Exercise requirements:
Below are several records. Retype exactly those lines running from the one with "hey so I need to find the white" through the one with "hey so I need to find the monkey's eye", end lines included, and no others.

(Phrase grounding data)
====================

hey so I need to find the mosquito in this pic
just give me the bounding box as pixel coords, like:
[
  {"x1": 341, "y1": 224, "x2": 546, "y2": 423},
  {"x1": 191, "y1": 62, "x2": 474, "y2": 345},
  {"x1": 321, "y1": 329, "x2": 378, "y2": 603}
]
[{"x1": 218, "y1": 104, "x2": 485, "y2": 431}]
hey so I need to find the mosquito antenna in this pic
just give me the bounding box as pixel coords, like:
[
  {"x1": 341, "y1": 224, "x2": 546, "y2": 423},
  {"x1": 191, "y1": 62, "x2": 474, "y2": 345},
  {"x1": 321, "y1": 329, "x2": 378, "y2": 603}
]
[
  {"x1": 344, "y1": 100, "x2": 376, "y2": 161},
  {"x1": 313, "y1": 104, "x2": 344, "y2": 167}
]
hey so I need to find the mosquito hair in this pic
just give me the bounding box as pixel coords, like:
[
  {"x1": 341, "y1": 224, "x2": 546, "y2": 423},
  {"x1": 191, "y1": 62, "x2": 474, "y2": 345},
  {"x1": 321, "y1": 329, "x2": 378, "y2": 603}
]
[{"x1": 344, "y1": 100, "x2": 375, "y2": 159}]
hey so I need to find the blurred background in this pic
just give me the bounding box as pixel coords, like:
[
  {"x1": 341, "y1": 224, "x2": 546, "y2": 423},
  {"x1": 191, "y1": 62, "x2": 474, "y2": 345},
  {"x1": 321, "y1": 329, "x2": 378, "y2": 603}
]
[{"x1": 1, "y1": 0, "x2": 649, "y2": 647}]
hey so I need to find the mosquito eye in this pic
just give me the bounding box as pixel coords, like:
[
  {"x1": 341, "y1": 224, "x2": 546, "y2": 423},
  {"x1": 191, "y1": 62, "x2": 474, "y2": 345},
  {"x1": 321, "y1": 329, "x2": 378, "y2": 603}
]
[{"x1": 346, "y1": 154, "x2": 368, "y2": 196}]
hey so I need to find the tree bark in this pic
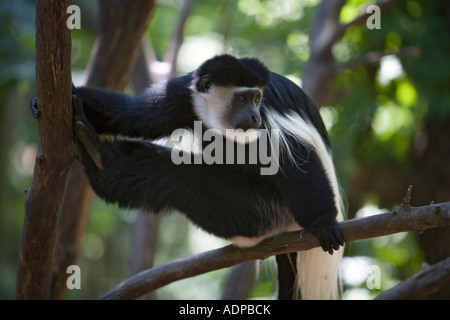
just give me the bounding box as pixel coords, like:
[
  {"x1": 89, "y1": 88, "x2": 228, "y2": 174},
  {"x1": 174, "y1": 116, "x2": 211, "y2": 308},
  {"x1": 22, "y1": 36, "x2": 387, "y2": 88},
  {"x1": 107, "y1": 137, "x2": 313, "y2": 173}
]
[
  {"x1": 49, "y1": 0, "x2": 156, "y2": 299},
  {"x1": 16, "y1": 0, "x2": 76, "y2": 300}
]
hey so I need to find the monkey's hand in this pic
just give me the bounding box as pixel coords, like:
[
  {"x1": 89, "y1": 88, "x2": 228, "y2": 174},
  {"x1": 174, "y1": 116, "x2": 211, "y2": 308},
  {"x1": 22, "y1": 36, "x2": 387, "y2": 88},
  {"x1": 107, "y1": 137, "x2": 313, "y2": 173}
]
[{"x1": 309, "y1": 220, "x2": 344, "y2": 255}]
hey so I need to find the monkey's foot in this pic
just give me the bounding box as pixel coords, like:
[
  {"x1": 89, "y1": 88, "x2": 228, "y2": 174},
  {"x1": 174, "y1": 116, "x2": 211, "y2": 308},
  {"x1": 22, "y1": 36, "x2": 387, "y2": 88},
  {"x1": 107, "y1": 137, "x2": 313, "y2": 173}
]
[
  {"x1": 29, "y1": 96, "x2": 40, "y2": 119},
  {"x1": 309, "y1": 221, "x2": 344, "y2": 255}
]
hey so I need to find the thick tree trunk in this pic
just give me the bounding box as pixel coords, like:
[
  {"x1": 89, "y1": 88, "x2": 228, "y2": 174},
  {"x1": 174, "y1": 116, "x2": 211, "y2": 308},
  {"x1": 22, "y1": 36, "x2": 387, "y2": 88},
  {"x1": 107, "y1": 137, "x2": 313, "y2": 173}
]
[
  {"x1": 49, "y1": 0, "x2": 156, "y2": 299},
  {"x1": 16, "y1": 0, "x2": 75, "y2": 300}
]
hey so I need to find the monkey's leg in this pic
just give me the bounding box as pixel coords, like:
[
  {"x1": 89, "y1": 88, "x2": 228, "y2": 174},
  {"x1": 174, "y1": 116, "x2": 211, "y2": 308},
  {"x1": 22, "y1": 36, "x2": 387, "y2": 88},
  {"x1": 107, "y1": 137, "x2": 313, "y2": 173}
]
[
  {"x1": 73, "y1": 95, "x2": 115, "y2": 170},
  {"x1": 276, "y1": 253, "x2": 297, "y2": 300}
]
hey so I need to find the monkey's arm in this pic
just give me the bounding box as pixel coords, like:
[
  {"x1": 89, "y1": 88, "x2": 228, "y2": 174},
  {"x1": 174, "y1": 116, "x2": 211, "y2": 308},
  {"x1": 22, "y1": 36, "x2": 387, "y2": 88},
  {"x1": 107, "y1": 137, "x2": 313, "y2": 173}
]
[
  {"x1": 74, "y1": 86, "x2": 139, "y2": 136},
  {"x1": 280, "y1": 152, "x2": 344, "y2": 254},
  {"x1": 73, "y1": 75, "x2": 196, "y2": 139}
]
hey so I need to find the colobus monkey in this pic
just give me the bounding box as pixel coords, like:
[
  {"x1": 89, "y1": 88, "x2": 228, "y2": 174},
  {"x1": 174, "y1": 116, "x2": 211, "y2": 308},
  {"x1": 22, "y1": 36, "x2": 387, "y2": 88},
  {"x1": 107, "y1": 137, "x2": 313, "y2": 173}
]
[{"x1": 68, "y1": 54, "x2": 345, "y2": 299}]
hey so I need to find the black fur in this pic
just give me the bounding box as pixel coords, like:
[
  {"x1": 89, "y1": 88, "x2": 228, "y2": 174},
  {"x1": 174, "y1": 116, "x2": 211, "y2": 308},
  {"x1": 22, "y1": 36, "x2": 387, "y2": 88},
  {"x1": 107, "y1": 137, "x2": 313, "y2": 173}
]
[
  {"x1": 192, "y1": 54, "x2": 270, "y2": 92},
  {"x1": 263, "y1": 72, "x2": 331, "y2": 147},
  {"x1": 73, "y1": 54, "x2": 344, "y2": 254}
]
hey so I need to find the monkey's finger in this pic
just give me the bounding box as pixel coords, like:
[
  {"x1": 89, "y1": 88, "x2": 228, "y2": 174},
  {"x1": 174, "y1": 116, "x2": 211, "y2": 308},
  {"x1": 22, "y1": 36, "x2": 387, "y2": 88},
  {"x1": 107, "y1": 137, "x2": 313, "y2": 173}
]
[
  {"x1": 336, "y1": 228, "x2": 345, "y2": 247},
  {"x1": 319, "y1": 237, "x2": 334, "y2": 255},
  {"x1": 331, "y1": 238, "x2": 341, "y2": 251},
  {"x1": 326, "y1": 246, "x2": 333, "y2": 255}
]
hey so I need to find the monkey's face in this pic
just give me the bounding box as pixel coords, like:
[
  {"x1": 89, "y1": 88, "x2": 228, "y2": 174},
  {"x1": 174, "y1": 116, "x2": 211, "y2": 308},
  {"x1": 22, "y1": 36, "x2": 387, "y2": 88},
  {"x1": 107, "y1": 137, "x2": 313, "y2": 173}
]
[{"x1": 192, "y1": 85, "x2": 263, "y2": 144}]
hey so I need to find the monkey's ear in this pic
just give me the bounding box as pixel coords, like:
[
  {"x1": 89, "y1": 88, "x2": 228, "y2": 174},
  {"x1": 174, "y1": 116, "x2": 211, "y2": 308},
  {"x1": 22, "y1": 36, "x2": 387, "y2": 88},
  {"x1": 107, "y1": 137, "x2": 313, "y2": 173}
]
[{"x1": 198, "y1": 74, "x2": 211, "y2": 92}]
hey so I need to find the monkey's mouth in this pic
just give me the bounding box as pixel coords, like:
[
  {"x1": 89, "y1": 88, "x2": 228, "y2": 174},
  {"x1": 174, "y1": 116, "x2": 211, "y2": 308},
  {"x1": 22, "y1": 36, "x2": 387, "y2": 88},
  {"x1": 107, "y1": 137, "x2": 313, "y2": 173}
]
[{"x1": 236, "y1": 124, "x2": 260, "y2": 131}]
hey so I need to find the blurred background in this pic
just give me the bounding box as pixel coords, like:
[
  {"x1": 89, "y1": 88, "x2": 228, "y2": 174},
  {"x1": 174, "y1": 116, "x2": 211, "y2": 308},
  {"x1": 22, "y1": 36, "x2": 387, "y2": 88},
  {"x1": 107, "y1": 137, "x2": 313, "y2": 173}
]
[{"x1": 1, "y1": 0, "x2": 449, "y2": 299}]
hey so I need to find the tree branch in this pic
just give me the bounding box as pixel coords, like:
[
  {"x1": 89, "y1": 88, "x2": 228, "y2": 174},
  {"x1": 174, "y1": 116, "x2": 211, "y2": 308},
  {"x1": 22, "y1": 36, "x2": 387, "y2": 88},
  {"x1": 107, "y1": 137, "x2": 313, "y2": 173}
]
[
  {"x1": 337, "y1": 47, "x2": 421, "y2": 71},
  {"x1": 303, "y1": 0, "x2": 406, "y2": 106},
  {"x1": 50, "y1": 0, "x2": 157, "y2": 299},
  {"x1": 302, "y1": 0, "x2": 345, "y2": 106},
  {"x1": 16, "y1": 0, "x2": 75, "y2": 300},
  {"x1": 163, "y1": 0, "x2": 194, "y2": 77},
  {"x1": 102, "y1": 199, "x2": 450, "y2": 300},
  {"x1": 85, "y1": 0, "x2": 156, "y2": 90},
  {"x1": 131, "y1": 39, "x2": 156, "y2": 93},
  {"x1": 375, "y1": 256, "x2": 450, "y2": 300},
  {"x1": 336, "y1": 0, "x2": 405, "y2": 41}
]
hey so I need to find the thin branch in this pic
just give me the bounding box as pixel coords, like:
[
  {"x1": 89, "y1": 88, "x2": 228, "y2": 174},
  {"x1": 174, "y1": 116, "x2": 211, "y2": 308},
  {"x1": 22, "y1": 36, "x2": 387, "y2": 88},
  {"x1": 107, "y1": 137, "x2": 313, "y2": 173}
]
[
  {"x1": 403, "y1": 185, "x2": 413, "y2": 206},
  {"x1": 163, "y1": 0, "x2": 194, "y2": 77},
  {"x1": 302, "y1": 0, "x2": 345, "y2": 105},
  {"x1": 308, "y1": 0, "x2": 346, "y2": 57},
  {"x1": 337, "y1": 47, "x2": 421, "y2": 71},
  {"x1": 102, "y1": 200, "x2": 450, "y2": 300},
  {"x1": 375, "y1": 256, "x2": 450, "y2": 300},
  {"x1": 85, "y1": 0, "x2": 156, "y2": 90},
  {"x1": 303, "y1": 0, "x2": 406, "y2": 106},
  {"x1": 131, "y1": 39, "x2": 156, "y2": 92},
  {"x1": 334, "y1": 0, "x2": 405, "y2": 45}
]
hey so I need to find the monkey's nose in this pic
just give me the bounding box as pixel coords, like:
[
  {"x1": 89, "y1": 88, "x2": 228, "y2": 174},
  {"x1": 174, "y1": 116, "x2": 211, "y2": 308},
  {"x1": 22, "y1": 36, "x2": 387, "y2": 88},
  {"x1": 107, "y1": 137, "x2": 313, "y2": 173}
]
[
  {"x1": 247, "y1": 108, "x2": 261, "y2": 128},
  {"x1": 251, "y1": 114, "x2": 261, "y2": 127},
  {"x1": 236, "y1": 113, "x2": 261, "y2": 131}
]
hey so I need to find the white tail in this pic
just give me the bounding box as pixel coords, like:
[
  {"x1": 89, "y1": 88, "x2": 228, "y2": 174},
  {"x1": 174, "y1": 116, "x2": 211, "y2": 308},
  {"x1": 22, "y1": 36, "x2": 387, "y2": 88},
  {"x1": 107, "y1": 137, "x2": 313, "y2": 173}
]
[
  {"x1": 294, "y1": 209, "x2": 344, "y2": 299},
  {"x1": 267, "y1": 110, "x2": 345, "y2": 300}
]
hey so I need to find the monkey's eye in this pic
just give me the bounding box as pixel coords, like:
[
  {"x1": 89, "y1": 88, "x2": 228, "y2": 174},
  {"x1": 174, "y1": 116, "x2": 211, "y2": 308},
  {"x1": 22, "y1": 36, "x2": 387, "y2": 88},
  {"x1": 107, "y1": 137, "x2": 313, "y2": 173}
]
[
  {"x1": 239, "y1": 95, "x2": 246, "y2": 102},
  {"x1": 255, "y1": 96, "x2": 261, "y2": 103}
]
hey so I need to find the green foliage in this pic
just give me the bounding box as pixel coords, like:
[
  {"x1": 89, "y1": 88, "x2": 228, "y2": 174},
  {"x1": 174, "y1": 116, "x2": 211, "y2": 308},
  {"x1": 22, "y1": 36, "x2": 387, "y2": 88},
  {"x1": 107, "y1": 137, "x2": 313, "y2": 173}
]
[
  {"x1": 0, "y1": 0, "x2": 35, "y2": 85},
  {"x1": 343, "y1": 232, "x2": 424, "y2": 299}
]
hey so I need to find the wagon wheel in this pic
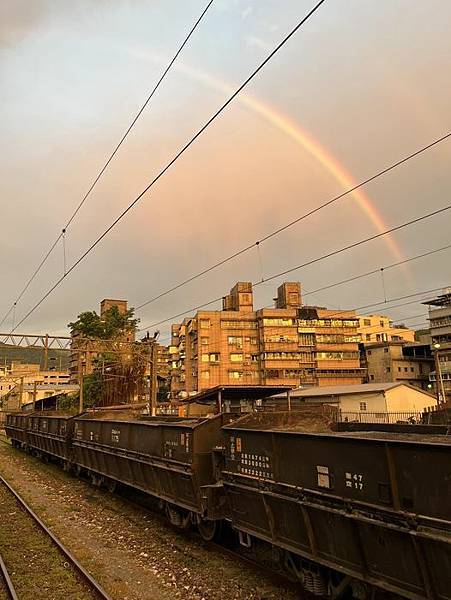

====================

Result:
hey so I need to find the white tail in this pic
just give me the bounding box as pixel coords, like:
[
  {"x1": 89, "y1": 88, "x2": 228, "y2": 174},
  {"x1": 174, "y1": 116, "x2": 211, "y2": 308},
  {"x1": 22, "y1": 36, "x2": 387, "y2": 88},
  {"x1": 107, "y1": 137, "x2": 313, "y2": 173}
]
[
  {"x1": 294, "y1": 209, "x2": 344, "y2": 299},
  {"x1": 267, "y1": 110, "x2": 345, "y2": 300}
]
hey so I need to find the monkey's eye in this pic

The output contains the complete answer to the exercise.